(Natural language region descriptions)
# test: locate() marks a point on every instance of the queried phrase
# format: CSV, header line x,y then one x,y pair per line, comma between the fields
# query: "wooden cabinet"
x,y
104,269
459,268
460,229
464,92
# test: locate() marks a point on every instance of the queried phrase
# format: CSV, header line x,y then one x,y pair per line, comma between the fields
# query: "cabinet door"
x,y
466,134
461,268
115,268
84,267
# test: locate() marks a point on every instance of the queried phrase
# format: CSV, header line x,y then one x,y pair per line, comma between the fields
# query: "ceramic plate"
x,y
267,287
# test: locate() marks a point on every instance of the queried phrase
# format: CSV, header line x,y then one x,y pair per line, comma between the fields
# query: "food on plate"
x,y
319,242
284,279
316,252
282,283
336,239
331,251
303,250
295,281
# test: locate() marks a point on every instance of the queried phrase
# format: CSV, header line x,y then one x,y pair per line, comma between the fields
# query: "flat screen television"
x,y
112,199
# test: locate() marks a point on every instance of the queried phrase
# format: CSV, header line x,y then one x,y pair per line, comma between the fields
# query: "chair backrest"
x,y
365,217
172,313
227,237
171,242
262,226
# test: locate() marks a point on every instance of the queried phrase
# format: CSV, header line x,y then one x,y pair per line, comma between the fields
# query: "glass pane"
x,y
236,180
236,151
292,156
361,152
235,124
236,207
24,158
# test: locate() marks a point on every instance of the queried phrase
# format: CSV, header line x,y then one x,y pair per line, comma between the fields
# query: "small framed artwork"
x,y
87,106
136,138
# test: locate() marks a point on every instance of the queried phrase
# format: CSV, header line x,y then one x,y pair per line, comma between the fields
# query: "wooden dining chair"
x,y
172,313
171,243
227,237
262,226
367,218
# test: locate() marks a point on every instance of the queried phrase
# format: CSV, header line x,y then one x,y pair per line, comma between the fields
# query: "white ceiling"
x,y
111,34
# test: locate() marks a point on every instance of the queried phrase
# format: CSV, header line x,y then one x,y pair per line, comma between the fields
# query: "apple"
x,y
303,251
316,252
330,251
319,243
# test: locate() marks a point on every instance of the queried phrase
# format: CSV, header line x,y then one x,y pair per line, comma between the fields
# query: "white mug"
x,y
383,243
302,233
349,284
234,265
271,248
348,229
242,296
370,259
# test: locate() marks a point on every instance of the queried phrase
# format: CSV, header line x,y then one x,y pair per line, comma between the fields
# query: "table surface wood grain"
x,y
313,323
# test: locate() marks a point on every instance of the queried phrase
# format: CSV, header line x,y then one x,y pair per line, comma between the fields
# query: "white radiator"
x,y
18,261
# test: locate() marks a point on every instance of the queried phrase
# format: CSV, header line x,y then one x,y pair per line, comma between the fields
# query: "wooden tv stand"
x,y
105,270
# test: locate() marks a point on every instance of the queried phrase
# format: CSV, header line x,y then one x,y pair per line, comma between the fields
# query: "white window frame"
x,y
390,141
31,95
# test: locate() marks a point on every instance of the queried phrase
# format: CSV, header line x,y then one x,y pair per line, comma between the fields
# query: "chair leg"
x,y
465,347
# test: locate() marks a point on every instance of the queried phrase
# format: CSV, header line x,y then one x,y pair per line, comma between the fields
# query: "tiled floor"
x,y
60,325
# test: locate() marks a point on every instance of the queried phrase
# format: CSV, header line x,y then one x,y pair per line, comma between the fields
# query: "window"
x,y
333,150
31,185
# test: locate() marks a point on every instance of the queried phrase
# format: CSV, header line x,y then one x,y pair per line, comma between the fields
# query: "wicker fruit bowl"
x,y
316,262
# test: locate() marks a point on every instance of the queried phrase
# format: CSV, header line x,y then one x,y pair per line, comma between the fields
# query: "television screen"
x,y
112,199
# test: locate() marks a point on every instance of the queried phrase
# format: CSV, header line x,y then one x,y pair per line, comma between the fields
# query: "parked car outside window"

**Assignment**
Restate each record word for word.

**Expected answer**
# test: locate() marks a point on every instance of the queried phrase
# format: CSV, header line x,y then one x,y pair per line, comma between the fields
# query: "wooden cabinet"
x,y
104,269
459,268
460,229
464,92
# test: locate() marks a point on every instance of the queried phrase
# format: CSV, header line x,y then one x,y pair per line, comma between the fields
# query: "cabinet door"
x,y
466,134
461,268
115,268
84,267
# test: locate() marks a point on every instance of the queried phrase
# format: CSV, header line x,y then one x,y pair per line, comma between the fields
# query: "ceramic plate"
x,y
267,287
# test: locate() marks a point on every instance of the queried phrase
# format: CSV, header line x,y then one x,y pair per line, comma between the fields
# query: "food on plate"
x,y
319,242
284,279
316,252
282,283
336,239
331,251
303,250
295,281
# test: locate() marks a point on every instance of the queried phrase
# format: CSV, header line x,y then one x,y pair per line, comma between the fields
# query: "flat screen television"
x,y
112,199
# test: locate() marks a point on every instance of the queried phrase
# format: CSV, header line x,y then one x,y pair per line, comma between the fields
# query: "chair backrest"
x,y
365,217
172,313
227,237
171,242
262,226
# test: locate() marks a point on every instance of the queried phrase
# format: CSV, header line x,y then one x,y pair per line, comma between the fields
# query: "glass pane"
x,y
236,180
236,151
292,156
361,152
235,124
236,207
24,158
# test: locate() marks a point on every instance of the queried phrase
# format: CSV, header line x,y then one x,y pair per line, comma between the fields
# query: "small framed artwork"
x,y
87,106
136,138
# test: locate() marks a point on every instance of the queried phrase
# format: CSV, header line x,y then one x,y pair per line, comma between the fields
# query: "wooden dining chair"
x,y
172,313
171,243
227,237
262,226
367,218
# test: locate() marks a point on every instance of the queried phrase
# format: CSV, header line x,y then one x,y pair per line, comma between the fields
# query: "white ceiling"
x,y
111,34
# test: locate() marks a point on every instance of the queried phrase
# format: CSV, header line x,y then one x,y pair per line, comma between the fields
# query: "apple"
x,y
303,251
316,252
330,251
319,243
# test: locate() marks a point on every instance of the queried phrase
# format: CSV, header line x,y then one x,y pair per line, comma between the fields
# query: "white mug"
x,y
383,243
302,233
349,284
234,265
271,248
348,229
242,296
370,259
# test: locate() marks a point on every instance of the queried phrase
# format: CSV, header line x,y then one x,y pair per line, comma between the fields
# query: "table surface wood grain"
x,y
313,323
# test: locate() marks a point on every instance of the queried phrase
# format: CSV, header line x,y then one x,y pair per line, comma between the fields
# query: "white radiator"
x,y
18,261
# test: locate() marks a point on every instance of the queried phrase
# format: CSV, header line x,y then one x,y pair per line, comma between the fields
# query: "wooden tv stand"
x,y
105,270
# test: locate() marks a point on every instance of the queried phrase
# format: CSV, header line x,y then one x,y pair per line, comma between the fields
# query: "white window frame"
x,y
390,141
31,95
# test: locate() marks a point on every instance of the queried phrase
# format: CSV, header line x,y then one x,y pair per line, comma between the fields
# query: "chair leg"
x,y
465,347
# test: locate() marks a point on every instance of the queried phrase
# format: CSV, header line x,y then one x,y pair per line, comma between the fields
# query: "tiled floor"
x,y
60,325
# test: locate() marks a point on every instance of the queried phrase
# format: CSV, header line x,y then one x,y pair per line, comma between the fields
# query: "window"
x,y
333,150
31,185
# test: locate() marks a point on every instance of the queried phrase
# format: CSV, header line x,y then one x,y pair per line, comma between the fields
# query: "wicker fruit bowl"
x,y
316,262
# test: locate() marks a point on every instance of the queried phrase
# format: CSV, header line x,y then one x,y pair per line, comma between the fields
# query: "television screen"
x,y
112,199
# test: locate() marks a point on every instance of the queried phrase
# format: CSV, header line x,y then one x,y pair per line, comma between the fields
# query: "parked car outside window"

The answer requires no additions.